[Provided data Boundary: Start]

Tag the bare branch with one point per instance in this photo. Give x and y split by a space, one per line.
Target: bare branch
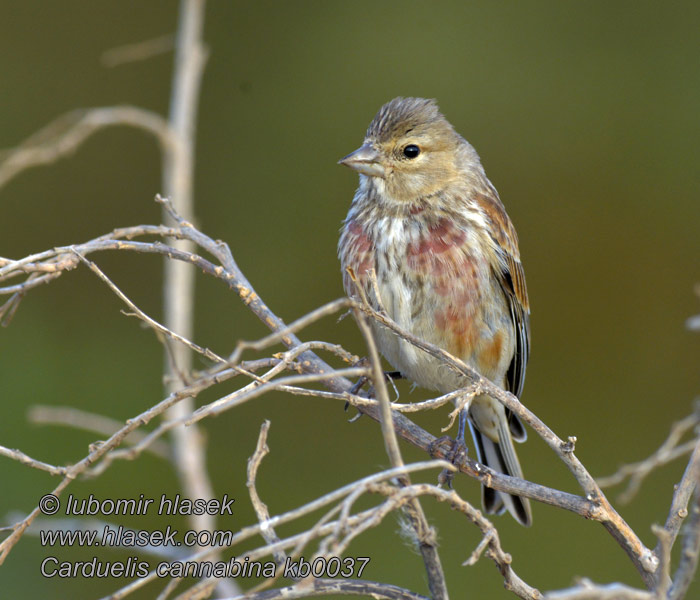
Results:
670 450
345 587
68 132
424 535
138 51
21 457
690 550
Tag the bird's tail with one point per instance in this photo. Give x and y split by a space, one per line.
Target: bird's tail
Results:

[Provided data Boundary: End]

Action item
Your answer must be the full set of entries, set down exactly and without pictures.

Exercise solution
Tag the bare branch with one point per instance in this photo. Give x and y split by a space, one per line.
Target: bare branch
Results:
670 450
345 587
68 132
424 535
138 51
21 457
690 550
Tag the bird's tail with one point per instance in this photo. Give x and y split by a space, one per line.
Target: bird's tail
Results:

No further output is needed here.